**Problem description**. Write the next part of the piece below on turning domain knowledge into software for utilities, picking up right after its final sentence.

**Text to read**.
----------

Approach
My work is about turning domain knowledge into software systems that can be inspected, trusted, maintained, and improved. That requires more than coding: it requires judgment about ownership, risk, adoption, and what should be made explicit.
Buy Versus Build In Utilities
Utilities should not try to build everything themselves. Commercial systems, vendors, and proven platforms are often the right answer, especially for regulated, commoditized, or operationally critical functions.
But some problems are too domain-specific, too exploratory, or too entangled with local knowledge to outsource completely. Digital twins, data-access tooling, decision support, and AI-assisted workflows often need internal software competence so the organization can inspect, adapt, and own the capability.
AI-Augmented Development
I use AI agents and coding tools as leverage, not as a substitute for judgment. They are useful because they compress implementation cycles: scaffolding interfaces, testing ideas, refactoring code, generating documentation, and exploring unfamiliar technical territory faster.
The value still depends on the person steering the work. Domain knowledge, architecture, validation, privacy, governance, and taste determine whether fast output becomes useful software or just a convincing prototype.

----------

**Dataset extract**.
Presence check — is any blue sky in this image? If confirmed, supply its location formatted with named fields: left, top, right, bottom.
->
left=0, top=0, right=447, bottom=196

----------

**Written answer**.
Inspectable Software Over Black-Box AI
For operational work, I prefer explicit software models wherever possible: typed APIs, visible assumptions, testable calculations, source metadata, versioned logic, and clear user workflows.
AI can help interpret, summarize, generate, and accelerate, but the important operational knowledge should not disappear into an uninspectable model. Good systems make the reasoning easier to challenge.
Governance Is Part Of The Product
A prototype can prove that a capability should exist. A product has to answer harder questions: who owns it, how it is deployed, how it is validated, how changes are reviewed, what data it can use, and how people know when not to trust it.
That is why I treat documentation, internal SDLC, access control, data quality, testing, and operational adoption as product work rather than administrative overhead.
Where This Fits
This approach fits best in environments where the problem is not just a dashboard or model, but a future institutional capability: digital water, internal platforms, applied AI, data products, simulation, decision support, and domain-specific software for expert teams.
See the case studiesIdeas I Am Developing
I am gradually turning this operating style into public writing. The goal is not generic technology commentary, but practitioner-level essays about how domain-heavy infrastructure organizations can build useful software capability.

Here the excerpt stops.